- TASK GOAL: Copy all of the material below exactly.

^^^^^^^^

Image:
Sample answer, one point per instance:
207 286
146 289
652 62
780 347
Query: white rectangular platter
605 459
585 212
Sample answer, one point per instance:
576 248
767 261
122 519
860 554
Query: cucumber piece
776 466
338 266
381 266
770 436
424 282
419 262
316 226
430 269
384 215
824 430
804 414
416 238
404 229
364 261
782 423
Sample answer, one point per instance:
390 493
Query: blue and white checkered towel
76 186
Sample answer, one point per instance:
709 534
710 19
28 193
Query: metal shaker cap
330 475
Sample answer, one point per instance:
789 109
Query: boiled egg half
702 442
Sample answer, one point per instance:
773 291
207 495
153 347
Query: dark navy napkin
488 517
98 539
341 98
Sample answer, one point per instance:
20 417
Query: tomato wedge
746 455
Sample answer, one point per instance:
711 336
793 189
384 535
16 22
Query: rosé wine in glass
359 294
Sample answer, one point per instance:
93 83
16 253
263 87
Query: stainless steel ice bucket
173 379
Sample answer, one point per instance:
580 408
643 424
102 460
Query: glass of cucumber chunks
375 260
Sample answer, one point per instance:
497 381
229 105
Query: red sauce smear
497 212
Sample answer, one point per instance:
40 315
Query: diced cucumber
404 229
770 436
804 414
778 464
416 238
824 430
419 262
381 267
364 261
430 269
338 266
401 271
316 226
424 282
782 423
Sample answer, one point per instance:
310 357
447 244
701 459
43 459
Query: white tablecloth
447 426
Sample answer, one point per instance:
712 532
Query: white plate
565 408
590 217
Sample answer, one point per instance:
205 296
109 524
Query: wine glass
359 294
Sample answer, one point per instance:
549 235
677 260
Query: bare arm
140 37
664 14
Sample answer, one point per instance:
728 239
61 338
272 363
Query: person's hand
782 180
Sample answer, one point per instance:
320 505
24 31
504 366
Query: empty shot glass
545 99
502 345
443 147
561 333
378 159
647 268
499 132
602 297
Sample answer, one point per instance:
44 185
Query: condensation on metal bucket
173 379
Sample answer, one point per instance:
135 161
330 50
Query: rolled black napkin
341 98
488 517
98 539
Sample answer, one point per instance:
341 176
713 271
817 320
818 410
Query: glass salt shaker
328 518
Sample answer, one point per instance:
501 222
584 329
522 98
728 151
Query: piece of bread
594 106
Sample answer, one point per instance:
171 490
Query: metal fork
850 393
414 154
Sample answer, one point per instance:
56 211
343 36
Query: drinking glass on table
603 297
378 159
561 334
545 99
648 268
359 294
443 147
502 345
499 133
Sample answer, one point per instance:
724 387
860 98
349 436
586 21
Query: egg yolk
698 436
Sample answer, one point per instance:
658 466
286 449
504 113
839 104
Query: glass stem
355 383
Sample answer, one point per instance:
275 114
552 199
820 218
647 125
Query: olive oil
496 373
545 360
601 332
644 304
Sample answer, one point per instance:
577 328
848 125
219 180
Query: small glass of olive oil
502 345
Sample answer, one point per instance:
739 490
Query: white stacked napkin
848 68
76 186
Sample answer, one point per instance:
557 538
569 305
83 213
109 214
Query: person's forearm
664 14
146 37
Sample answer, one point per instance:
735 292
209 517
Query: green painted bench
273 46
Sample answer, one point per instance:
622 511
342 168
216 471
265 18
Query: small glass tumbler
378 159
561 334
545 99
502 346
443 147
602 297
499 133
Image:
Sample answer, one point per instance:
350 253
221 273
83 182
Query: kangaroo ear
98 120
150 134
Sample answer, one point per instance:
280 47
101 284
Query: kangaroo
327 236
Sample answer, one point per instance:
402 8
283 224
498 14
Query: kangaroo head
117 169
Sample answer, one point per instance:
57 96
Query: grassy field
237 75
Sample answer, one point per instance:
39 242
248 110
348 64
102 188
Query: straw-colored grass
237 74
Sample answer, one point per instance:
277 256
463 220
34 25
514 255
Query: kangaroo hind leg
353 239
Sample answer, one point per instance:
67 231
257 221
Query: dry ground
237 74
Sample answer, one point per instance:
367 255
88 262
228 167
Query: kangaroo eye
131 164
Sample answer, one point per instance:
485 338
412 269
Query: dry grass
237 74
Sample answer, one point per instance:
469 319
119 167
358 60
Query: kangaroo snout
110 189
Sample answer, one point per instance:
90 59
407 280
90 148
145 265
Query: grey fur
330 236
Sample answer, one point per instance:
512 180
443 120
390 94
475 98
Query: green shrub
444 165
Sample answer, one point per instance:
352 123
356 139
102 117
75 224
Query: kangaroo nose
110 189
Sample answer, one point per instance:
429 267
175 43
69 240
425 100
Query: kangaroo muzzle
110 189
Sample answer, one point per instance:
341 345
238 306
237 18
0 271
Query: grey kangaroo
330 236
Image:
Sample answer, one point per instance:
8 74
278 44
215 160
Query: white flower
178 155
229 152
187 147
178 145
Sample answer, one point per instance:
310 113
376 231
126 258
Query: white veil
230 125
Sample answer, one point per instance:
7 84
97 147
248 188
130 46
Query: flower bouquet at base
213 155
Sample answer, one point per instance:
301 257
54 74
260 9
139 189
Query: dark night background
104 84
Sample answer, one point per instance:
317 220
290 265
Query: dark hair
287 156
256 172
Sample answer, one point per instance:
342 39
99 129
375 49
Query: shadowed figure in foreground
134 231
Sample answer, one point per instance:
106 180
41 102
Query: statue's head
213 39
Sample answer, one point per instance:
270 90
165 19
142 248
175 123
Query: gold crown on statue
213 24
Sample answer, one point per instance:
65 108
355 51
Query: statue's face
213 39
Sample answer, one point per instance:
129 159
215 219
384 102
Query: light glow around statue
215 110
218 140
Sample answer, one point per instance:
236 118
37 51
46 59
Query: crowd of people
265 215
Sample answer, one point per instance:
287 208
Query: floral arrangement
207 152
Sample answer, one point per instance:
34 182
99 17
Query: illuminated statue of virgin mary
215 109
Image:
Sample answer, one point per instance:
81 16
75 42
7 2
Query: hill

^^^^^^^^

- THE OUTPUT:
Image:
Sample answer, one point per instance:
207 286
146 289
652 62
780 347
Query: white rectangular platter
605 459
585 212
Sample answer, one point per instance:
576 248
767 261
122 519
860 554
Query: cucumber piece
776 466
338 266
381 266
770 436
424 282
419 262
316 226
430 269
384 215
824 430
804 414
416 238
404 229
364 261
782 423
Sample answer, one point per instance:
390 493
Query: blue and white checkered towel
76 186
Sample answer, one point per instance:
709 534
710 19
28 193
Query: metal shaker cap
330 475
Sample answer, one point per instance:
789 109
Query: boiled egg half
702 442
Sample answer, one point per instance:
773 291
207 495
153 347
Query: dark navy napkin
488 517
98 539
341 98
Sample answer, one point per instance:
20 417
Query: tomato wedge
746 455
Sample answer, one point per instance:
711 336
793 189
384 535
16 22
Query: rosé wine in glass
359 294
Sample answer, one point per instance:
93 83
16 253
263 87
Query: stainless steel ice bucket
173 379
Sample answer, one point per instance:
580 408
643 424
102 460
Query: glass of cucumber chunks
375 260
Sample answer, one point per instance:
497 381
229 105
Query: red sauce smear
497 212
Sample answer, one point per instance:
40 315
Query: diced cucumber
404 229
770 436
804 414
778 464
416 238
824 430
419 262
381 267
364 261
430 269
338 266
401 271
316 226
424 282
782 423
Sample answer, one point per instance:
310 357
447 244
701 459
43 459
Query: white tablecloth
447 426
Sample answer, one point per instance:
712 532
Query: white plate
565 408
590 217
Sample answer, one point per instance:
205 296
109 524
Query: wine glass
359 294
Sample answer, one point per instance:
549 235
677 260
Query: bare arm
140 37
664 14
Sample answer, one point per instance:
728 239
61 338
272 363
Query: person's hand
782 180
Sample answer, one point per instance:
320 505
24 31
504 366
Query: empty shot glass
545 99
502 345
443 147
561 333
378 159
647 268
499 132
602 297
Sample answer, one point per instance:
44 185
Query: condensation on metal bucket
173 379
Sample answer, one point per instance:
135 161
330 50
Query: rolled black napkin
341 98
488 517
98 539
Sample answer, one point per instance:
341 176
713 271
817 320
818 410
Query: glass salt shaker
328 518
Sample answer, one point per instance:
501 222
584 329
522 98
728 151
Query: piece of bread
594 106
Sample answer, one point per instance:
171 490
Query: metal fork
850 393
414 154
Sample answer, one point per instance:
56 211
343 36
Query: drinking glass on table
603 297
378 159
561 334
545 99
648 268
359 294
443 147
502 345
499 133
Sample answer, one point per instance:
724 387
860 98
349 436
586 21
Query: egg yolk
698 436
Sample answer, one point per instance:
658 466
286 449
504 113
839 104
Query: glass stem
355 383
Sample answer, one point per instance:
275 114
552 199
820 218
647 125
Query: olive oil
496 373
545 360
601 332
644 304
Sample answer, one point per instance:
577 328
848 125
219 180
Query: small glass of olive oil
502 345
Sample answer, one point per instance:
739 490
Query: white stacked napkin
848 68
76 186
Sample answer, one point per instance:
557 538
569 305
83 213
109 214
Query: person's forearm
664 14
146 37
Sample answer, one point per instance:
735 292
209 517
Query: green painted bench
273 46
Sample answer, one point per instance:
622 511
342 168
216 471
265 18
Query: small glass tumbler
378 159
561 334
545 99
502 346
443 147
602 297
499 133
Image:
Sample answer, one point per instance:
350 253
221 273
83 182
Query: kangaroo ear
98 120
150 134
Sample answer, one point per instance:
280 47
101 284
Query: kangaroo
327 236
Sample answer, one point per instance:
402 8
283 224
498 14
Query: kangaroo head
117 169
Sample answer, one point per instance:
57 96
Query: grassy field
237 75
Sample answer, one point per instance:
39 242
248 110
348 64
102 188
Query: straw-colored grass
237 74
Sample answer, one point per instance:
277 256
463 220
34 25
514 255
Query: kangaroo hind leg
353 239
Sample answer, one point per instance:
67 231
257 221
Query: dry ground
237 74
Sample answer, one point per instance:
367 255
88 262
228 167
Query: kangaroo eye
131 164
Sample answer, one point per instance:
485 338
412 269
Query: dry grass
237 74
Sample answer, one point per instance:
469 319
119 167
358 60
Query: kangaroo snout
110 189
Sample answer, one point per instance:
90 59
407 280
90 148
145 265
Query: grey fur
330 236
Sample answer, one point per instance:
512 180
443 120
390 94
475 98
Query: green shrub
444 165
Sample answer, one point per instance:
352 123
356 139
102 117
75 224
Query: kangaroo nose
110 189
Sample answer, one point per instance:
429 267
175 43
69 240
425 100
Query: kangaroo muzzle
110 189
Sample answer, one point per instance:
341 345
238 306
237 18
0 271
Query: grey kangaroo
330 236
Image:
Sample answer, one point per instance:
8 74
278 44
215 160
Query: white flower
178 155
229 152
187 147
178 145
Sample answer, one point per instance:
310 113
376 231
126 258
Query: white veil
230 125
Sample answer, one point per instance:
7 84
97 147
248 188
130 46
Query: flower bouquet at base
213 155
Sample answer, one point per instance:
301 257
54 74
260 9
139 189
Query: dark night background
104 84
Sample answer, one point per instance:
317 220
290 265
Query: dark hair
287 156
256 172
Sample answer, one point per instance:
342 39
99 129
375 49
Query: shadowed figure in foreground
134 231
Sample answer, one point per instance:
106 180
41 102
Query: statue's head
213 39
Sample answer, one point per instance:
270 90
165 19
142 248
175 123
Query: gold crown on statue
213 24
Sample answer, one point per instance:
65 108
355 51
Query: statue's face
213 39
Sample answer, one point per instance:
129 159
215 219
384 102
Query: light glow around statue
215 110
218 140
Sample answer, one point per instance:
236 118
37 51
46 59
Query: crowd of people
265 215
Sample answer, one point per instance:
287 208
Query: floral arrangement
207 152
Sample answer, one point per instance:
34 182
99 17
Query: illuminated statue of virgin mary
215 109
Image:
Sample answer, one point per instance:
81 16
75 42
7 2
Query: hill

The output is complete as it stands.